#### Data provided

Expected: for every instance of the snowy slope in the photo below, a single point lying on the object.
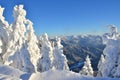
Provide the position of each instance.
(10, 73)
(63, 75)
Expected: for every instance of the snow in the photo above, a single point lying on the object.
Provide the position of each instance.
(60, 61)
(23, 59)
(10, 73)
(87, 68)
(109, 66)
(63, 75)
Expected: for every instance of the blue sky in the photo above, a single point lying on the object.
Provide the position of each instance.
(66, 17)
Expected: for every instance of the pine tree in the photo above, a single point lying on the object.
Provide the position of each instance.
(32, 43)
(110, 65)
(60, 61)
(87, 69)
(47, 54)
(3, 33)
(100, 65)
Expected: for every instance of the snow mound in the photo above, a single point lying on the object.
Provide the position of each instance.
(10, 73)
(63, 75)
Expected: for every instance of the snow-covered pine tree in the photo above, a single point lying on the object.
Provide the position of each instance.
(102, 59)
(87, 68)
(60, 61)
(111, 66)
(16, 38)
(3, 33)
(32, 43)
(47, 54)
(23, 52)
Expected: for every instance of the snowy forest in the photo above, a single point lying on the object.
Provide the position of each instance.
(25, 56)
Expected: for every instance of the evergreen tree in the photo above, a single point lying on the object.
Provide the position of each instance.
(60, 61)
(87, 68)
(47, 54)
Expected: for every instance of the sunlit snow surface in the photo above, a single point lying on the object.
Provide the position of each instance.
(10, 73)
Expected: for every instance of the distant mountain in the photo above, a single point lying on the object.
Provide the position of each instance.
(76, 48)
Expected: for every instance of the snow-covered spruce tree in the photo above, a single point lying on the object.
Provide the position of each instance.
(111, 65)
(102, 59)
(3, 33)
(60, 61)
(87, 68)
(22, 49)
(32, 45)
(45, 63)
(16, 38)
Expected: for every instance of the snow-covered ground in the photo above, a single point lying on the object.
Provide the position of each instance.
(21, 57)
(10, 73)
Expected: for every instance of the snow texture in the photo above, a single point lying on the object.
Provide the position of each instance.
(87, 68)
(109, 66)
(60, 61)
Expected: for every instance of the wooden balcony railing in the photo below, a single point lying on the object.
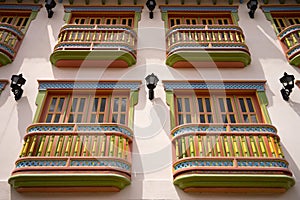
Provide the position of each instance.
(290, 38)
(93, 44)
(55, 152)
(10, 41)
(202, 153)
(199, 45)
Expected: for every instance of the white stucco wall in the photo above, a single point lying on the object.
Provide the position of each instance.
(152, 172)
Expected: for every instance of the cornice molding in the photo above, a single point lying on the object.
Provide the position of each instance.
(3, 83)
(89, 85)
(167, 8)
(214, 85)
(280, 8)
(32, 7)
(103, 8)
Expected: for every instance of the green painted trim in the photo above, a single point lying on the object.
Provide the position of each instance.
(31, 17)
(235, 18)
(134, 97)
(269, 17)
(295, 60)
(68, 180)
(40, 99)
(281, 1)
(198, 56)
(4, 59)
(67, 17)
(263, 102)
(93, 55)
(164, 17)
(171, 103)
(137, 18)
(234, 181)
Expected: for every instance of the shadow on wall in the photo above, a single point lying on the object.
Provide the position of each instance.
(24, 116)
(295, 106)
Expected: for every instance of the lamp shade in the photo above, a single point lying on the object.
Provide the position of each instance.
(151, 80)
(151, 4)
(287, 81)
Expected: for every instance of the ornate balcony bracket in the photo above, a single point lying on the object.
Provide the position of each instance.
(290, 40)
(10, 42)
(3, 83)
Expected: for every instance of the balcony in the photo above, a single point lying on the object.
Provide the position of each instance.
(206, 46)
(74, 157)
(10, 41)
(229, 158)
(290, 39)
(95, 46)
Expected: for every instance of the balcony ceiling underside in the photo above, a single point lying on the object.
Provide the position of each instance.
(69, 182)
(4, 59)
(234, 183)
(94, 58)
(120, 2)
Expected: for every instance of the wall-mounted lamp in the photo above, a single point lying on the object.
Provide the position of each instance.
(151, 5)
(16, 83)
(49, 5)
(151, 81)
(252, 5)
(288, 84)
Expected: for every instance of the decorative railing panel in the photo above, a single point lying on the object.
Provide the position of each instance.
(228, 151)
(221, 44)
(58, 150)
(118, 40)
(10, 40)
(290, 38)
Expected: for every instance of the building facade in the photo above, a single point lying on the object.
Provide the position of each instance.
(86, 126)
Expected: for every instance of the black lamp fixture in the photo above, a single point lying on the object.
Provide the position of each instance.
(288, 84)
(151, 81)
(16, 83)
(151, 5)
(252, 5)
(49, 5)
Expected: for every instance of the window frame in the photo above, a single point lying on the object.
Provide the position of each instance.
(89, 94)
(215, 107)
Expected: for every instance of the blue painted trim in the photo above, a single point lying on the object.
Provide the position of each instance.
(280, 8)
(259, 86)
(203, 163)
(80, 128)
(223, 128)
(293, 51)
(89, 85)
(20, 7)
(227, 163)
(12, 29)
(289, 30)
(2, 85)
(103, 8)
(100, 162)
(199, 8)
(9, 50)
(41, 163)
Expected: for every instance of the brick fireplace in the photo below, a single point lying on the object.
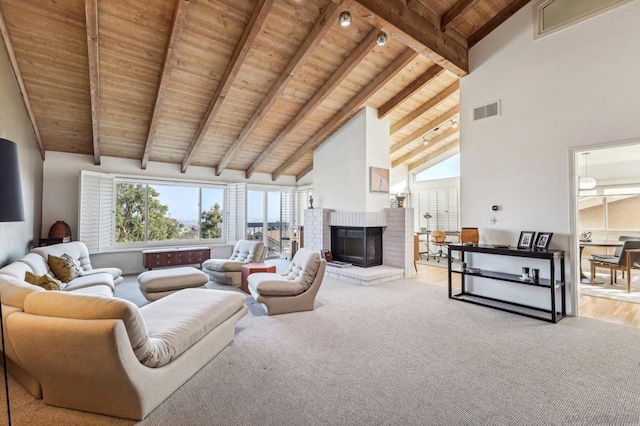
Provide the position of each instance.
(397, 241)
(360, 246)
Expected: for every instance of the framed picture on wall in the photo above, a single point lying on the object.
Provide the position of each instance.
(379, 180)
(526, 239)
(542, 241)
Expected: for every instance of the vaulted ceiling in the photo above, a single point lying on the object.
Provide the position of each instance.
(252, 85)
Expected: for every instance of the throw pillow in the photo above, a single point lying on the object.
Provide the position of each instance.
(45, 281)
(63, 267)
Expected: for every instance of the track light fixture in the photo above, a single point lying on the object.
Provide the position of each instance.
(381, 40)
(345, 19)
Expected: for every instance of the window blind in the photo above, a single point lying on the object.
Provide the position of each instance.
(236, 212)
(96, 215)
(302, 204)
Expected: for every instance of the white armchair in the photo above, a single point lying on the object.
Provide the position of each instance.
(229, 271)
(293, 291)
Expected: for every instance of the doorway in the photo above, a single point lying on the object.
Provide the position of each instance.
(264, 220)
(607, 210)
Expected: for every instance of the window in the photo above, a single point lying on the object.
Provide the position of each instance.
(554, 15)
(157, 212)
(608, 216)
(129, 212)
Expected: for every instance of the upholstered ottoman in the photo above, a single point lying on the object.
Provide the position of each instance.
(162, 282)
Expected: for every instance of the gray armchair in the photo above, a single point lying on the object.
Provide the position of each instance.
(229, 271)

#### Prompt
From the listing above, collect every line that mentions the word "covered".

#### Exercise result
Expected: for every instance of the snow-covered pine tree in the photo above, a single point lying on the object.
Expected: for every instance of the snow-covered spruce tree in the photo above, a single point lying on the object.
Expected: for every instance of the snow-covered ground in the photo above, a single point lying on the object.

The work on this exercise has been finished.